### Extrait du document
———
La santé animale et la santé humaine sont étroitement liées et constituent un aspect fondamental dans notre écosystème. Les maladies animales transfrontalières peuvent se propager rapidement, franchir les frontières et entraîner des conséquences graves pour la santé des animaux et des êtres humains, ainsi que sur la société dans son ensemble.
L'une de ces maladies animales transfrontalières est l'influenza aviaire, qui se propage normalement parmi les oiseaux, mais peut également toucher les mammifères, y compris les êtres humains. La région du Moyen-Orient et de l'Afrique du Nord (MENA), en particulier, joue un rôle-clé dans cette dynamique, car ces pays se trouvent sur des voies migratoires essentielles pour les oiseaux.
La sécurité biologique est essentielle pour prévenir les épidémies de la grippe aviaire. Dans les zones où elle est insuffisante, les systèmes de production avicole durables et fiables sont gravement menacés.
———
### Données extraites
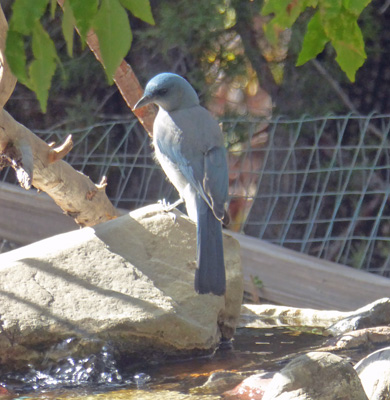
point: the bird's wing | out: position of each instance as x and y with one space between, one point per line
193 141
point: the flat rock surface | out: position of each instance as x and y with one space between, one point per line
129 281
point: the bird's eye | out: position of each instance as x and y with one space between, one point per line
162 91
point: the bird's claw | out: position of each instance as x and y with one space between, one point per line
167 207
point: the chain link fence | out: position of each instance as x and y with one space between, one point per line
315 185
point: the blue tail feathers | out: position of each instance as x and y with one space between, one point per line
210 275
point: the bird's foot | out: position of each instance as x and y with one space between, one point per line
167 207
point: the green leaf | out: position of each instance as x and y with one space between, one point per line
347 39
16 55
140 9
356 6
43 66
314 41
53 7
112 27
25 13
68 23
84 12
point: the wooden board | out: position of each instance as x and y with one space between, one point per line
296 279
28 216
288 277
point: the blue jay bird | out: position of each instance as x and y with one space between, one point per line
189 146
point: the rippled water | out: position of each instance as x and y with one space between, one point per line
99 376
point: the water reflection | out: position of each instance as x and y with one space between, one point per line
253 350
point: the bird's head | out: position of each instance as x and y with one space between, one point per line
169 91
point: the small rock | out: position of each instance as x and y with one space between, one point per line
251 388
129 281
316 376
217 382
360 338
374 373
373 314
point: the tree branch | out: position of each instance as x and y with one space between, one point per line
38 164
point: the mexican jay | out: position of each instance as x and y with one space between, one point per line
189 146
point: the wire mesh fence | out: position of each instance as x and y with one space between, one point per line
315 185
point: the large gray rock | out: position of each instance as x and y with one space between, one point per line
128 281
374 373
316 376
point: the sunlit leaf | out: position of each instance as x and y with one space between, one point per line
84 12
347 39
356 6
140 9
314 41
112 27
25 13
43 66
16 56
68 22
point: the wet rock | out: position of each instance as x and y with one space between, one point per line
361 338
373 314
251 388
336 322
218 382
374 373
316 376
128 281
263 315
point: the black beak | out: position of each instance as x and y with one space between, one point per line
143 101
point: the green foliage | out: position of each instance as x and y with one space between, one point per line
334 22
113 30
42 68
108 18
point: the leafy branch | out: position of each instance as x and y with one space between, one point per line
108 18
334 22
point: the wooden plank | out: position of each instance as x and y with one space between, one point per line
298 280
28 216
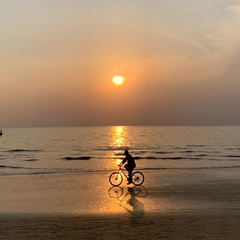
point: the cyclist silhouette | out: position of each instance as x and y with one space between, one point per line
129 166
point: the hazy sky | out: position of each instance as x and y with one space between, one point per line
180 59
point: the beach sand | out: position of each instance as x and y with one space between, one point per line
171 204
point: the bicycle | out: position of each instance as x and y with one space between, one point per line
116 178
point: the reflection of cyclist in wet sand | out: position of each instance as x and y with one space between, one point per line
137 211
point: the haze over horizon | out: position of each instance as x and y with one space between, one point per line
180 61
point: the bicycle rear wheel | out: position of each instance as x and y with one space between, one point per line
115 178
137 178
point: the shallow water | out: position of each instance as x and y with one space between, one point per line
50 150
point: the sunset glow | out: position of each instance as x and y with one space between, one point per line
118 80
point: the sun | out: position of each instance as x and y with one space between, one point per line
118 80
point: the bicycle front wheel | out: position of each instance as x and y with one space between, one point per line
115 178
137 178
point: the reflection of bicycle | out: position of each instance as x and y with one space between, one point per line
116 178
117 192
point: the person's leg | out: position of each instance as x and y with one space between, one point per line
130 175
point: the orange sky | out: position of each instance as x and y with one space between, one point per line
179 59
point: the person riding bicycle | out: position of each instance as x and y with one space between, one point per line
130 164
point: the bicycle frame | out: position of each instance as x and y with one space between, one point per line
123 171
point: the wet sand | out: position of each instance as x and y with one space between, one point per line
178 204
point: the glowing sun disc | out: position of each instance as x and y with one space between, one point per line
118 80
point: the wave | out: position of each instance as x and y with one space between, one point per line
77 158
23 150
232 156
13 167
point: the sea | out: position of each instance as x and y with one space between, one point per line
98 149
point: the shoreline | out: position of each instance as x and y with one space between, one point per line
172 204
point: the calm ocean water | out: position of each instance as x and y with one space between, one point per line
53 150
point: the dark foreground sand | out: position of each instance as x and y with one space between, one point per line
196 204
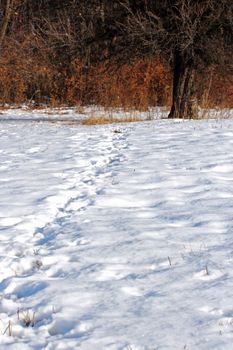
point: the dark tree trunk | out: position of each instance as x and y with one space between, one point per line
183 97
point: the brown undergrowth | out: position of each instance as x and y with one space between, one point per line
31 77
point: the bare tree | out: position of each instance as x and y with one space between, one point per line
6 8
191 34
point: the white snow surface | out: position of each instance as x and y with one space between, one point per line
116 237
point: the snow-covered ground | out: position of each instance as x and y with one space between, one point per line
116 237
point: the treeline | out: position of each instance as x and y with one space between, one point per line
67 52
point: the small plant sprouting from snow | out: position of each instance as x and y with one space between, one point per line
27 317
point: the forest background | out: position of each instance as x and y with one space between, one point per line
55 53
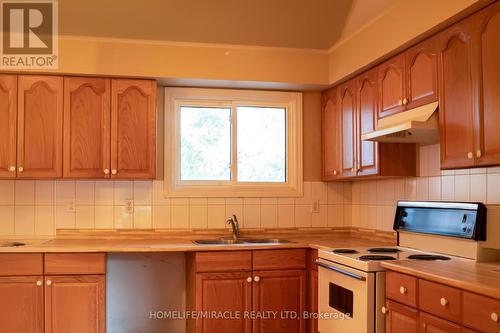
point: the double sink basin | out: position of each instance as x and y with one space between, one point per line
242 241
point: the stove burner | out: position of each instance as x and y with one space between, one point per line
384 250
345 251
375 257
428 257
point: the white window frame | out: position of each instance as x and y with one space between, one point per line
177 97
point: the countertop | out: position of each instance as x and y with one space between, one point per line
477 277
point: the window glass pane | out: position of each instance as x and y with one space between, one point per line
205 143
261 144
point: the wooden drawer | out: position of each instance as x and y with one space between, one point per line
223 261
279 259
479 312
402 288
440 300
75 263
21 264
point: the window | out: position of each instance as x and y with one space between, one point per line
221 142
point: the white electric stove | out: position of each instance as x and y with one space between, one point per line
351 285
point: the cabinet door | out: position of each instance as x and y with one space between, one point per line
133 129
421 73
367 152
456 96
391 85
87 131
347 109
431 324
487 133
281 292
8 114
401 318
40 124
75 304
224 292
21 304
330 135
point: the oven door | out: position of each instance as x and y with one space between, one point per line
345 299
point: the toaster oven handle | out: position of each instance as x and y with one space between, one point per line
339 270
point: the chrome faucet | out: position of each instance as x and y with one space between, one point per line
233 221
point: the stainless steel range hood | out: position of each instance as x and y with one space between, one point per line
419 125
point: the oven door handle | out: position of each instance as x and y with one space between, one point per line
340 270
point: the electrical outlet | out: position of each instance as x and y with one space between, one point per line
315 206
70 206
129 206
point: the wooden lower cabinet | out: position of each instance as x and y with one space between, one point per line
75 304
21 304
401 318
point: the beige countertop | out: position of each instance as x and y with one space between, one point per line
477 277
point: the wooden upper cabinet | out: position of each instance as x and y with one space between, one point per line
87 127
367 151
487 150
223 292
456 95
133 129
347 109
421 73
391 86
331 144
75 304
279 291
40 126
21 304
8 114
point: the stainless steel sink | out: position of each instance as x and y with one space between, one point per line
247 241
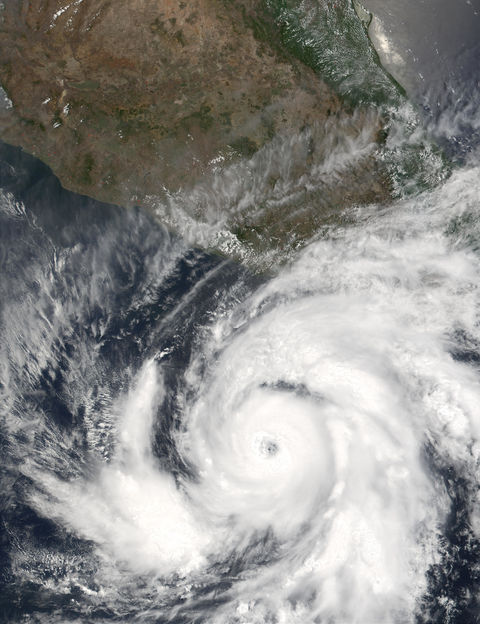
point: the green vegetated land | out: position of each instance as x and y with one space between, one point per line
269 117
———
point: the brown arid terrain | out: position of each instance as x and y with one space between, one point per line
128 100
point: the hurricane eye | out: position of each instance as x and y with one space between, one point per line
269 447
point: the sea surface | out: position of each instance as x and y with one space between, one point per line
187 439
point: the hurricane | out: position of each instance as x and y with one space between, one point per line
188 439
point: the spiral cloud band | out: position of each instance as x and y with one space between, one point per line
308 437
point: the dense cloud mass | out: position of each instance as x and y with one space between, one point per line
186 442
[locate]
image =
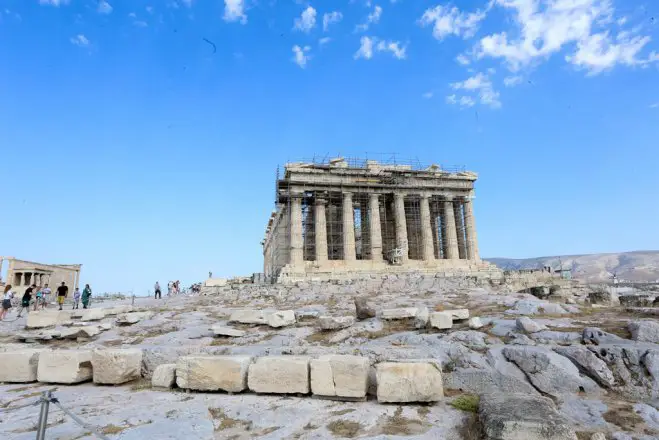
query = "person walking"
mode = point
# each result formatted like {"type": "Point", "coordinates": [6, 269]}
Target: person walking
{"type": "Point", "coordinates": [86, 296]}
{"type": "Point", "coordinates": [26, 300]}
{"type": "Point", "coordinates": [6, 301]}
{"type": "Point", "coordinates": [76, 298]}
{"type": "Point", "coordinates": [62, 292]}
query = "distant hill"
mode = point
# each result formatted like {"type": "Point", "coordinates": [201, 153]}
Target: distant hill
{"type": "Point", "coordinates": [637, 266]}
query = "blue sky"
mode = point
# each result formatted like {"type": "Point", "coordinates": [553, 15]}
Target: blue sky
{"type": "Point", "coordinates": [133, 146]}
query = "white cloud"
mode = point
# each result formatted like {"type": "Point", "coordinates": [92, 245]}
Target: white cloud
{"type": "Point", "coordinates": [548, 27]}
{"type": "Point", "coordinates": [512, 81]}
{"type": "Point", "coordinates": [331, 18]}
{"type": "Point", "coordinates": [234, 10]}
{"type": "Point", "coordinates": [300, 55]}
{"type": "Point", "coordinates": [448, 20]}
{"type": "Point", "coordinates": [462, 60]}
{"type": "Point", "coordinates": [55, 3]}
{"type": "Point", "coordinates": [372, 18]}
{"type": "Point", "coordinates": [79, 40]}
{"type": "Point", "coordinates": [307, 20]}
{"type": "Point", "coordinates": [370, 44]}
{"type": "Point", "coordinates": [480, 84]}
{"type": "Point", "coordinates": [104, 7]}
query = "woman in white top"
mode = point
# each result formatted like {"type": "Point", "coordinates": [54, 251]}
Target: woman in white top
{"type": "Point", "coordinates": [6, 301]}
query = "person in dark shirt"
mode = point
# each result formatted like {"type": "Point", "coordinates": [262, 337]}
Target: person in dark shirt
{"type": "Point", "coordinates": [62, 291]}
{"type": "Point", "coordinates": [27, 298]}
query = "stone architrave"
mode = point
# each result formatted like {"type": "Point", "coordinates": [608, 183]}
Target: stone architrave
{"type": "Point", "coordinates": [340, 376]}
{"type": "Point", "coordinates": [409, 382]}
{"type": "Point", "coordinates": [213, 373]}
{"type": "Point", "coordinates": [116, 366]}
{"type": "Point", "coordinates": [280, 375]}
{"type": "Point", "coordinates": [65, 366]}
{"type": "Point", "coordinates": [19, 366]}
———
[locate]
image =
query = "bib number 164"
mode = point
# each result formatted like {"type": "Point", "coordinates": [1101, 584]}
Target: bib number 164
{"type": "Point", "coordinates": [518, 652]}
———
### Explorer le texte
[1] Extrayez du passage sur la santé animale le segment qui commence aux mots « L'une de ces » et s'arrête après « sont gravement menacés. ».
[2] Relevez, s'il vous plaît, tous les êtres vivants que l'influenza aviaire peut toucher selon le passage sur la santé animale.

### Corrigé de l'exercice
[1]
L'une de ces maladies animales transfrontalières est l'influenza aviaire, qui se propage normalement parmi les oiseaux, mais peut également toucher les mammifères, y compris les êtres humains. La région du Moyen-Orient et de l'Afrique du Nord (MENA), en particulier, joue un rôle-clé dans cette dynamique, car ces pays se trouvent sur des voies migratoires essentielles pour les oiseaux.
La sécurité biologique est essentielle pour prévenir les épidémies de la grippe aviaire. Dans les zones où elle est insuffisante, les systèmes de production avicole durables et fiables sont gravement menacés.

[2] les oiseaux, les mammifères, les êtres humains